Requirements →
Rewrite every line of the records, substituting "marker" for each occurrence of "keypoint" and leaving everything else unchanged.

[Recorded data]
== == ==

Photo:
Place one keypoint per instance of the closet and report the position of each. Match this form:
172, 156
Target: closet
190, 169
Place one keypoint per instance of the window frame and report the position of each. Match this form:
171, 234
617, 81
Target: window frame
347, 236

== == ==

Finished task →
Photo:
Place one marker per instance of the closet and report the position of each. Match this form:
172, 156
Target: closet
190, 169
Place one marker per instance of the window frame and report the position of each. Match this form:
171, 234
617, 81
Target: window frame
347, 236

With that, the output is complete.